→ **Tarefa curta**: No texto sobre o silêncio de um convento, que cor domina o olhar nesse lugar?

→ **Excerto da página**:
--------

Amar, não obstante.








Convém dizer isto: não acho que se consiga pacificação vinda de fora. Não naquele entendimento de receituário, pelo menos. Uns dias num mosteiro e fica-se óptimo. Uns dias de retiro e está-se pronto. Nada disso. Parece-me que o processo deve ser sempre interior. O que está de fora dificilmente nos perdoará, se nós não nos perdoarmos. O silêncio de um lugar pode ser ruído, se dentro de nós houver só inquietude. O silêncio. Num convento, o silêncio é diferente. Mais solene. Mais a envolver-nos. Mais a estar em nós. Não sei se consigo dizer bem o silêncio de um convento. Mas acho que posso tentar dizer a paz. De um tamanho impossível de circunscrever. A experiência de ouvirmos bem os nossos passos. De as pedras no chão nos devolverem um bocadinho do caminho que nos fez chegar até ali. Ter o céu como referência. Sem que isso seja uma questão de fé. O céu por estar acima de nós. O céu por ser infinito. O céu com o sol a nascer, silencioso. O céu à noite, com estrelas. Pendentes do nosso olhar. O céu, o sol e as estrelas.
Abaixo do céu, este lugar. Onde a arquitectura integrou bem a ideia do silêncio, da pacificação. A cor a dominar o olhar é o branco. As entradas de luz são generosas onde mais precisamos. E remetem-se ao silêncio, onde necessitamos. Os quartos quase que podiam ser espartanos, de minimalistas. As matérias essenciais. A madeira, a pedra, a lã das mantas, o algodão dos lençóis. E as flores acabadas de colher num dos jardins. Tantas. Fotografadas assim mesmo: no balde onde vieram. Antes de serem compostas num arranjo. Tão a bastarem por si. Tão a acontecerem naquele momento exacto em que o meu olhar coincidiu com elas.

--------

→ **Linhas de dados**:
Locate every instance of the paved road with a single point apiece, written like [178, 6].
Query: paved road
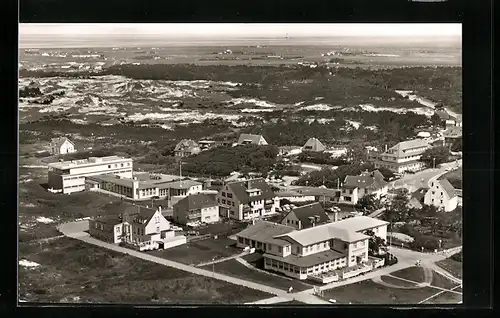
[74, 230]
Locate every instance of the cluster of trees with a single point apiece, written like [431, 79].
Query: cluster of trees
[435, 156]
[221, 161]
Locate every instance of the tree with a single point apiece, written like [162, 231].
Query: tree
[375, 244]
[435, 156]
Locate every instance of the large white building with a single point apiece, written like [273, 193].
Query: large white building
[69, 176]
[404, 156]
[337, 248]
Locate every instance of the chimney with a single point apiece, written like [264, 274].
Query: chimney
[335, 216]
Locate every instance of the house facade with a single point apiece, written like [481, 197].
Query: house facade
[403, 157]
[186, 148]
[60, 146]
[442, 195]
[316, 250]
[69, 176]
[196, 208]
[246, 200]
[306, 216]
[356, 187]
[249, 139]
[140, 226]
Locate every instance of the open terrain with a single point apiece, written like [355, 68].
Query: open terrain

--------

→ **Resposta à tarefa**: O branco.